Could you put each line of the rows below into a JSON list of strings, one string per line and skipping any blank lines?
------ The input ------
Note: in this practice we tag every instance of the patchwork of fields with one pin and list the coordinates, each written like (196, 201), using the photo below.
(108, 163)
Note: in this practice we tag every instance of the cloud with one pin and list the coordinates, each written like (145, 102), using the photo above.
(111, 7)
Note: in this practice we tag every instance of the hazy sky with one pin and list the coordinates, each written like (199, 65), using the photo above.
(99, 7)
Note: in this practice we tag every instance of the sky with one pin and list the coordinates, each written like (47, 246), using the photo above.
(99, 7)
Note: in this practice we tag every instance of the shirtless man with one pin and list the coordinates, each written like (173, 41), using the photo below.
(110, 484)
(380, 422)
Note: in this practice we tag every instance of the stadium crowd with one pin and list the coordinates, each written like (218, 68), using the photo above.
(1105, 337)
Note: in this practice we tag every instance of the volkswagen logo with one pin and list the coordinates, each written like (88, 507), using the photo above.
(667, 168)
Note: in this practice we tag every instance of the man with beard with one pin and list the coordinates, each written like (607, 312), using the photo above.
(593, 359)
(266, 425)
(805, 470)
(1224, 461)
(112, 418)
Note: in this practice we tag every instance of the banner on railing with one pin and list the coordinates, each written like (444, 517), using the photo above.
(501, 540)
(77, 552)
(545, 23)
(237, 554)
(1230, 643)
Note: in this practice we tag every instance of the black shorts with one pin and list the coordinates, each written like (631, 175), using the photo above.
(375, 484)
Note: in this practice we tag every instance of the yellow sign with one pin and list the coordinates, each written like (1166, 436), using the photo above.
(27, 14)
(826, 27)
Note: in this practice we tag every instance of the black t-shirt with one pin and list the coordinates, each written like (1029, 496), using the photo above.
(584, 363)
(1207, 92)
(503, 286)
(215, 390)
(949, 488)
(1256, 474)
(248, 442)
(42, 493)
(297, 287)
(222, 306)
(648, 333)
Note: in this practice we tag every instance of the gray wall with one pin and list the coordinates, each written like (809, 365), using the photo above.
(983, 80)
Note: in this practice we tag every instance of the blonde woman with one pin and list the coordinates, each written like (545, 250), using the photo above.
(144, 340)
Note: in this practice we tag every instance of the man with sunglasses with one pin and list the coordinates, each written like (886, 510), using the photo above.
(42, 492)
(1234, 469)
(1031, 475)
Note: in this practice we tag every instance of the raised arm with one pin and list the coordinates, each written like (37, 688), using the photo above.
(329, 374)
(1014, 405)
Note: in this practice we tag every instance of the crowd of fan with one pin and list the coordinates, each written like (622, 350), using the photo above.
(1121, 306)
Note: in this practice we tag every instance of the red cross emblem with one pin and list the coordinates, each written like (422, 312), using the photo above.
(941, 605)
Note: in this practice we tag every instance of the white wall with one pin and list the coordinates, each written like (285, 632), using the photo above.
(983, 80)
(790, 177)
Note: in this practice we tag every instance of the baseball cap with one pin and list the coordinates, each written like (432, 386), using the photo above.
------
Output of the exercise -
[
  "Note: in this practice we tag every instance of the patchwork of fields with one pin and list the coordinates, each written like (196, 201), using the photo below.",
  "(108, 163)",
  "Note: in this practice we tag every instance of the cloud with one pin and list the coordinates, each written like (145, 102), using the photo above.",
  "(111, 7)",
  "Note: in this practice we tag every instance of the hazy sky with one pin and list the coordinates, each written like (199, 65), using the photo above.",
  "(99, 7)",
  "Note: in this practice we tag every instance of the sky with one pin and list the coordinates, each written like (47, 246), using the photo above.",
  "(99, 7)",
  "Note: in this practice we tag every instance of the shirtless man with one pin and list the coordinates, each written like (173, 41), using the photo below.",
  "(110, 484)",
  "(380, 422)",
  "Note: in this practice we tag every instance of the stadium crowd with one pin and list the coordinates, each written like (218, 68), using the photo above.",
  "(1105, 337)",
  "Note: in this practice we tag every instance of the volkswagen logo with one pin and list the coordinates, each written like (88, 507), using the photo above.",
  "(667, 168)",
  "Note: in this practice we tag every instance of the man with beard with one pin and list the coordinates, each written like (607, 312), using the photo above.",
  "(593, 359)",
  "(266, 425)",
  "(805, 470)",
  "(1224, 461)",
  "(112, 418)",
  "Note: in this practice we tag every instance of the banner on railing with one pin and list the coordinates, each written like (444, 517), using the photo above.",
  "(501, 540)",
  "(77, 552)",
  "(545, 23)",
  "(237, 554)",
  "(1230, 643)",
  "Note: in this practice we tag every instance of the black shorts with one pin and list the coordinates, each written like (631, 175), using the photo above.",
  "(375, 484)",
  "Note: in this practice we tag every instance of the yellow sign with one pin and list the coordinates, each written like (1166, 436), using the photo above.",
  "(27, 14)",
  "(826, 27)",
  "Note: in this practice we tag every instance of the black t-shirt with one pin and list the coordinates, each written like (1029, 496), using the photo above.",
  "(584, 363)",
  "(1207, 92)",
  "(503, 286)",
  "(215, 390)",
  "(949, 488)",
  "(1256, 474)",
  "(248, 442)",
  "(42, 493)",
  "(297, 287)",
  "(222, 306)",
  "(648, 333)",
  "Note: in this practice we tag every instance of the gray wall with one pin and list the coordinates, each written like (809, 365), using the photo above.",
  "(983, 80)",
  "Note: in this practice we tag every instance of the blonde woman with one pin and list the coordinates, each written like (545, 250), using the photo above.",
  "(144, 340)",
  "Note: in this practice we tag every instance of the man with sunglasses with one pin and list the coordinates, each written like (886, 510), using the photo above.",
  "(42, 492)",
  "(1234, 469)",
  "(1031, 475)",
  "Note: in this practice we tag every instance of the raised arm with one pin and list the coordinates, each written like (37, 688), using the photo above.",
  "(329, 374)",
  "(1014, 405)",
  "Note: in this practice we tag every instance of the crowd of fan with one pin and list the coordinates, each written like (622, 350), using the photo above.",
  "(1121, 306)",
  "Note: in this practice we tag every instance of the red cross emblem with one pin and list the coordinates, each written like (422, 312), using the photo above.",
  "(941, 605)",
  "Note: in this practice we tag every instance of the white wall with one pin and list the coordinates, each written like (285, 632), using the photo above.",
  "(983, 80)",
  "(790, 177)",
  "Note: in this practice we tag every instance of the baseball cap with one pin and list the coordinates, each written like (432, 386), using the photo above."
]